» **OBJECTIVES**
[1] Rewrite the paragraph beginning "Commissioners revised the program last month" from the text on Taylor County's release program as a shorter version that keeps its main facts.
[2] From the text on Taylor County's release program, list each requirement named in the sentence starting "Participants are required to".

» **DOCUMENT**
OUr bondsman are pitching a fit b/c the judges are declaring CSRP bonds insufficient while they are forfeiting bondsmen's bonds. Can someone help with the statutory authority for CSRP (if it exists)?
Sounds like fancy initials for a personal bond or pretrial release. Also, sounds like a problem that hasn't changed in 9 years.
Wednesday, July 15, 1998
Taylor County makes changes in release program
By ANTHONY WILSON / Abilene Reporter-News
Taylor County has tweaked its no-bond release program to screen jailed defendants more closely and reduce the numbers freed, but Abilene bail bondsmen remain peeved over the effort.
County commissioners on Tuesday continued to back the expanded court-supervised release program [CSRP?], wanting to give the project three to six months to test whether it whittles costs for court-appointed attorneys.
Though convinced the program won't work, bondsmen will be forced to wait as well.
"I know it won't succeed and I can say that with total confidence," said Billy Olson, owner of Billy Olson Bail Bonds.
"It's disappointing. We've presented them with enough information to warrant a better decision. Government taking over private business won't work."
Commissioners revised the program last month so people arrested for misdemeanor crimes can agree to participate in court-supervised release, freeing them immediately. In return, defendants pay a personal bond of $20 or 3 percent of a preset bail amount, whichever is greater.
Participants are required to report to probation officers, submit to drug tests, avoid other criminal activity and hire an attorney.

» **RECORDED INFORMATION**
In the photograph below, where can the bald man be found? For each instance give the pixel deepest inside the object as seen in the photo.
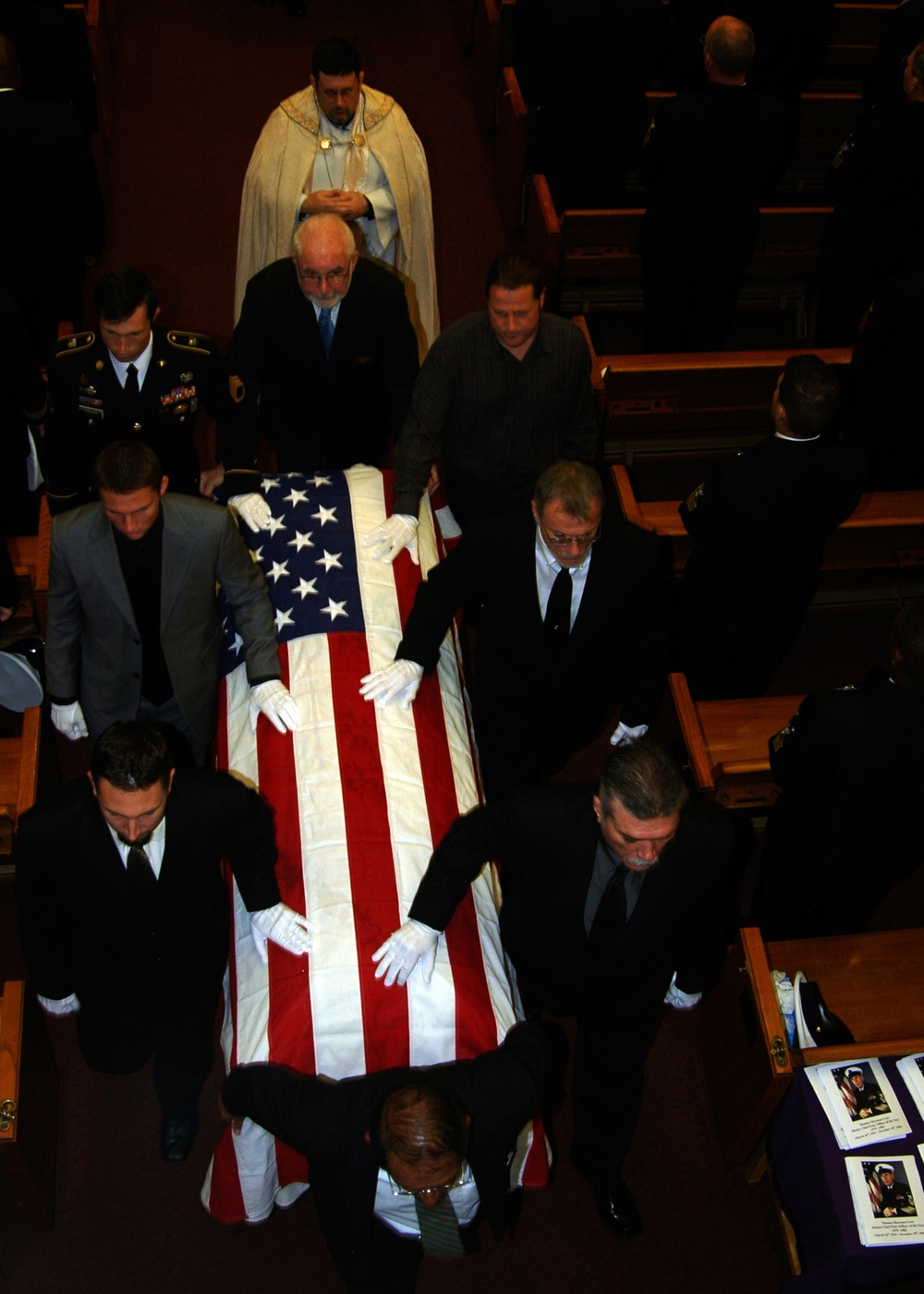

» **EXPECTED RESULTS**
[1] Last month, commissioners changed the program so that people arrested for misdemeanors can agree to court-supervised release and be freed at once. In exchange, they pay a personal bond of $20 or 3 percent of the preset bail, whichever is greater.

[2]
- Report to probation officers
- Submit to drug tests
- Avoid other criminal activity
- Hire an attorney